------ EXTRACT

7 ways nanoscience will improve health in the next decade

Nanoscience research, which involves molecules only one one-hundreth the size of cancer cells, is on path to profoundly improve health and medical treatments in the coming decade, according to nine prominent nanoscience experts who examined the field's potential future contributions to health in the journal ACS Nano.

Paul Weiss, PhD, a professor of chemistry and biochemistry at UCLA, said, "The field is poised to make contributions far beyond the nanoscale worlds that we have explored so far. This is the age of discovery for nanoscience and nanotechnology."

Here are seven ways nanoscience may improve health in the next ten years.

1. Nanomaterials could be designed to deliver potent antibiotics and anti-inflammatory drugs that target and fight off bacterial and viral infections.

2. Nanoscience research may result in more effective treatments of neurological disorders such as Parkinson's disease and Alzheimer's.

3. Nanoscience could play a significant role in the further development of immune-oncology with nanomaterials designed to activate the body's immune system to attack tumor cells.

------------
------ EXTRACTED INFORMATION

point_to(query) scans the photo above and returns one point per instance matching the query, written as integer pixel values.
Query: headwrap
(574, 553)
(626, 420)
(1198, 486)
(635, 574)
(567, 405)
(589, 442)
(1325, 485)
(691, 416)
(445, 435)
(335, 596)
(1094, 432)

------------

TASK TO CARRY OUT –
Do the following statements agree with the nanoscience article? Answer yes or no for each, and quote the words of the article that settle it. (a) The experts' assessment appeared in the journal ACS Nano. (b) Paul Weiss is a professor of physics at UCLA. (c) Nanomaterials could be designed to suppress the body's immune system.

FINAL ANSWER –
(a) Yes: "nine prominent nanoscience experts who examined the field's potential future contributions to health in the journal ACS Nano"
(b) No: "a professor of chemistry and biochemistry at UCLA"
(c) No: "nanomaterials designed to activate the body's immune system to attack tumor cells"